## DATA TO USE
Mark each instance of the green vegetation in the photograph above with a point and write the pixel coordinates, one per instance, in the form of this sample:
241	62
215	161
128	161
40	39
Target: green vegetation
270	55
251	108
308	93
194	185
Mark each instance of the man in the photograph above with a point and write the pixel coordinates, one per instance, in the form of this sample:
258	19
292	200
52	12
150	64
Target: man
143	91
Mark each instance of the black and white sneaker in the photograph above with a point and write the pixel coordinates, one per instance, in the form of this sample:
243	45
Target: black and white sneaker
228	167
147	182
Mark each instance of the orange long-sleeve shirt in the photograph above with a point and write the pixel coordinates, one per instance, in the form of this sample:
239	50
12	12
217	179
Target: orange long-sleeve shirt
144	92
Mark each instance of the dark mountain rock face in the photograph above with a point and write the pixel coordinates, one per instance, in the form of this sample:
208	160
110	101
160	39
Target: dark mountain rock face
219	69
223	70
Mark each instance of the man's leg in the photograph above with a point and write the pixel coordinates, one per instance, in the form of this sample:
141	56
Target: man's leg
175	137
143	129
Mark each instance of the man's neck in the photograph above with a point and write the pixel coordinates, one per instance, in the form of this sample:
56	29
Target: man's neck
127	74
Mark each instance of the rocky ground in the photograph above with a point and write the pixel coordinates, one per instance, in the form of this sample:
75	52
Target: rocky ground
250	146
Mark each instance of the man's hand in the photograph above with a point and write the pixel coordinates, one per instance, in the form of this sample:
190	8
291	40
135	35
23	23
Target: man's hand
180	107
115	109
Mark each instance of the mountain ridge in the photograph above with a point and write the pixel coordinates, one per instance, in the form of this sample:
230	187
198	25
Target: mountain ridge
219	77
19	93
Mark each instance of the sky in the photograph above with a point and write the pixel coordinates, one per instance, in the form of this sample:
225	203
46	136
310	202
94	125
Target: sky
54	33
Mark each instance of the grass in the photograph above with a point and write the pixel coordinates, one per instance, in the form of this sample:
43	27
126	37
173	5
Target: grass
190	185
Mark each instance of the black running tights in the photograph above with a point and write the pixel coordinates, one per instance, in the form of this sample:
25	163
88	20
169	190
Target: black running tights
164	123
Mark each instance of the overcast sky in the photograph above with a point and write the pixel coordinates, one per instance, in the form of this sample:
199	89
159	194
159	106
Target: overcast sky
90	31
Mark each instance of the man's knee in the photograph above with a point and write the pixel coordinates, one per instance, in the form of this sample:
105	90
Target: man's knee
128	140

## DO THIS
Please rewrite the items from the line with "Mark each instance of the man's knee" up to and including the last line, renaming "knee" to "ankle" and leaving everything else unchanged.

## COMPLETED EXERCISE
Mark each instance of the man's ankle in the photograph above with a point and write the pixel coordinates, one per instance, in the form of this sample:
105	90
Target: man's ankle
128	140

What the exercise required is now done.